━━━━━ PAGE TEXT

Only connect! Five years ago there was a demonstration of electric cars in Florence. With a scrunch of gravel, an eager little solar-powered Kevet L-Jet leaped away. Round the carriageway of the Palazzo dei Congressi it sped, until it passed under the shadow of a tree. Then it slowed to a painful crawl. One by one all the other electric cars revealed similar limitations. They had room for only a single occupant. None had headlights, windscreen wipers or heaters. This did not deter the director of the event.

'I live only for the day when all can drive cars such as these, and we shall have no more pollution and noise,' he announced, presenting the conference grand prize to the driver of a car hardly any wider than its own number plate, that had allegedly been driven over the Alps from Munich powered by the sun.

Only connect! A far cry from sun-drenched Italy is the superheated oven of Riyadh. There, far from experimenting with alternative energy, the natives invest recklessly in air-conditioning, which at peak times accounts for 70 per cent of Saudi Arabia's electricity consumption. Sitting as they do on top of a quarter of the world's known oil reserves, the Saudis are generally unconcerned about this. Their electricity bills are heavily subsidised and more than a few households leave the air-conditioning running in their homes when they go abroad for the summer, to prevent the intense desert heat from damaging the interior decorations. In such circumstances it might seem impossible to make headway with threats of an energy crisis, but it is not entirely. Just as in Europe a politician or an administrator can always be found to announce with a straight face that the future of the motor car lies with derivatives of the Kevet L-jet and not the Audi tt coupe, so in Saudi Arabia it is possible to find a deputy minister for electricity who has enough flipcharts, facts and figures to prove that the sweltering desert kingdom is on the brink of an energy crisis.

━━━━━━━━━━

PROMPT A -> Extract each line of the records that contains the string "sofa".
The text and the records are unrelated material.

━━━━━ INPUT DATA

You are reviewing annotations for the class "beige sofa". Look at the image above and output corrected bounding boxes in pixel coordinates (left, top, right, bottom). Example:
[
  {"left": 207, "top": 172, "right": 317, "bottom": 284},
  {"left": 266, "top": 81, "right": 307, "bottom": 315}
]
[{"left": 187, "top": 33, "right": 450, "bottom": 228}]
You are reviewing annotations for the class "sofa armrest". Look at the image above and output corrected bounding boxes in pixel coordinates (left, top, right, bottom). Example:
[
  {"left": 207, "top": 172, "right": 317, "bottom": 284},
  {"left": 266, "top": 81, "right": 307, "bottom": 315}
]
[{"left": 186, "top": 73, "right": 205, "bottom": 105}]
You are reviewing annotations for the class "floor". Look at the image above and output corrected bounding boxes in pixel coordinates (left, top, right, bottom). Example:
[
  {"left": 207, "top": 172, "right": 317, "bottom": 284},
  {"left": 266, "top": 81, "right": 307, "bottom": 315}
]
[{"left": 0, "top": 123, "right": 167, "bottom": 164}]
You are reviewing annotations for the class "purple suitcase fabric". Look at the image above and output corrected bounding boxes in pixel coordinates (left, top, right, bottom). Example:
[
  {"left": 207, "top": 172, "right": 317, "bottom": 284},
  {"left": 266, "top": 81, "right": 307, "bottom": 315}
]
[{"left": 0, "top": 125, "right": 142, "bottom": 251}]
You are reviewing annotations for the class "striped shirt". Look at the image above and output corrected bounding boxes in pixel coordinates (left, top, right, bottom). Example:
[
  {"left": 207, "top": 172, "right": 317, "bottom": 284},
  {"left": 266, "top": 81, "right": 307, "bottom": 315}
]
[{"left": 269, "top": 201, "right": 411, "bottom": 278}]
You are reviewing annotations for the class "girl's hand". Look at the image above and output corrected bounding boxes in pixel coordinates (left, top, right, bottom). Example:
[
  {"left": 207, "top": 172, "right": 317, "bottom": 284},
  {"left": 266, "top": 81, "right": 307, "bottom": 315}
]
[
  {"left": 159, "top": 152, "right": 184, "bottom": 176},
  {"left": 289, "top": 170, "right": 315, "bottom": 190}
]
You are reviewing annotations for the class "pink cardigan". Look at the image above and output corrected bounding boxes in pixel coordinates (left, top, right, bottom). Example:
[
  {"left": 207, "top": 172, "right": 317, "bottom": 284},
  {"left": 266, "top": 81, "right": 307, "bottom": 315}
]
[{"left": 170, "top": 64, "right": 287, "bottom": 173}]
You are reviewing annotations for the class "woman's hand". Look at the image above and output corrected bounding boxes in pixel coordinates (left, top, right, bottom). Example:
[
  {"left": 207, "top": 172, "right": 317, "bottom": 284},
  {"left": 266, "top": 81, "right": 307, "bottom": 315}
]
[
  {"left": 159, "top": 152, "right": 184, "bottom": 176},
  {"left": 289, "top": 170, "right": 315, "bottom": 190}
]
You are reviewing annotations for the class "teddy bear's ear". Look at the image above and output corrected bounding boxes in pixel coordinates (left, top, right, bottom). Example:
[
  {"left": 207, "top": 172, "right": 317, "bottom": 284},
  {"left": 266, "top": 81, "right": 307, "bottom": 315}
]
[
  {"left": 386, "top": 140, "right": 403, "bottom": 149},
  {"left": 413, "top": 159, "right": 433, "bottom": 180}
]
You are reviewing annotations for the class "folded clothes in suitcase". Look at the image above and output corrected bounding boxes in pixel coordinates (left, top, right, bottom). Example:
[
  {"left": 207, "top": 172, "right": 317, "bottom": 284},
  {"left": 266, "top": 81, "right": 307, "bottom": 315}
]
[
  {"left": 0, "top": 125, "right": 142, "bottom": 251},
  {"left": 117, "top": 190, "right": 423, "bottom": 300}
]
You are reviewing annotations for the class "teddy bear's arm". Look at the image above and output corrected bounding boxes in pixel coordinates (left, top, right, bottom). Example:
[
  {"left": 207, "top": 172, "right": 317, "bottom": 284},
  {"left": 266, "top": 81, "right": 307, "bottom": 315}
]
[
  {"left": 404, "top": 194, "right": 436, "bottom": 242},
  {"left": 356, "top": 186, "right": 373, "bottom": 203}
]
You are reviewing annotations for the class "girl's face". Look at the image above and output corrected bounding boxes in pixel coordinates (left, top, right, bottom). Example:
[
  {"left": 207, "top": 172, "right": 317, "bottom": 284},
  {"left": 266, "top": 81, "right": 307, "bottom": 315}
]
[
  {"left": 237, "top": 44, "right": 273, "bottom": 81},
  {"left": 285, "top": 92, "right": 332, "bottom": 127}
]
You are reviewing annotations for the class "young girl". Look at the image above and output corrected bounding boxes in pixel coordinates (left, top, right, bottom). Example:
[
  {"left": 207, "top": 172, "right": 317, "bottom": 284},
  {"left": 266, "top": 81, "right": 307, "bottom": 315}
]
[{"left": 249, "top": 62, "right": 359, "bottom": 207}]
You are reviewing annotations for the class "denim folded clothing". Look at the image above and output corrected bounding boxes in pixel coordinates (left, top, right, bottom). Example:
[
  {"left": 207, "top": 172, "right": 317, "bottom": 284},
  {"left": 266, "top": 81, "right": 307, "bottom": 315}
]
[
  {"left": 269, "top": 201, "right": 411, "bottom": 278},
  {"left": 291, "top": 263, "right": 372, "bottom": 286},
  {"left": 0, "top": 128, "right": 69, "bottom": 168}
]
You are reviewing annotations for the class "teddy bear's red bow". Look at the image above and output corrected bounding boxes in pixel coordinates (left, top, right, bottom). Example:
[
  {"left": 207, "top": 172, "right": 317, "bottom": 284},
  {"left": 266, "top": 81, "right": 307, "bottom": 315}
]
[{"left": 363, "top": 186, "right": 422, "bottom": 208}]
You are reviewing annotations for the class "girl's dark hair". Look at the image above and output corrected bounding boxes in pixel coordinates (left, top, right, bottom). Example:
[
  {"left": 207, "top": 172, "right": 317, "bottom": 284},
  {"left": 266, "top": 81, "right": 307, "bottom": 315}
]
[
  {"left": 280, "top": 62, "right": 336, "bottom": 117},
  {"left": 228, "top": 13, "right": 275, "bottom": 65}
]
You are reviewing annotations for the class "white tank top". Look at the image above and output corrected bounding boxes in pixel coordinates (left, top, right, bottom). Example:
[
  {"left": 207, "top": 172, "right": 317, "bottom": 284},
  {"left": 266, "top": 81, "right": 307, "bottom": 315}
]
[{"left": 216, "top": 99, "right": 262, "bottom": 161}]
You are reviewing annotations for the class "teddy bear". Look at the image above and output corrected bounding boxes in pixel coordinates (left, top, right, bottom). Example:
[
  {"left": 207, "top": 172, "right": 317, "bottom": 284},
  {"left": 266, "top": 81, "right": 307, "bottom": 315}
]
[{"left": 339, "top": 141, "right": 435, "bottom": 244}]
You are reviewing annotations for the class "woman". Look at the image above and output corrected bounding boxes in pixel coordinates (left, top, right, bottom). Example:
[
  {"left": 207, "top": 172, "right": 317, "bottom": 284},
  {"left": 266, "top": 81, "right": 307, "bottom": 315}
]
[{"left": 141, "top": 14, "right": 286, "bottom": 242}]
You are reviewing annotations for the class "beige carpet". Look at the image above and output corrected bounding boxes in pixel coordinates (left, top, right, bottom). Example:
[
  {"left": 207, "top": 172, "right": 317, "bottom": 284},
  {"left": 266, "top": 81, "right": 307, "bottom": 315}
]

━━━━━━━━━━

PROMPT B -> In the essay on electric cars and energy use, what share of Saudi Arabia's electricity consumption does air-conditioning account for at peak times?

EXERCISE RESPONSE A ->
You are reviewing annotations for the class "beige sofa". Look at the image above and output corrected bounding boxes in pixel coordinates (left, top, right, bottom). Example:
You are reviewing annotations for the class "sofa armrest". Look at the image above and output corrected bounding boxes in pixel coordinates (left, top, right, bottom). Example:

EXERCISE RESPONSE B -> 70 percent.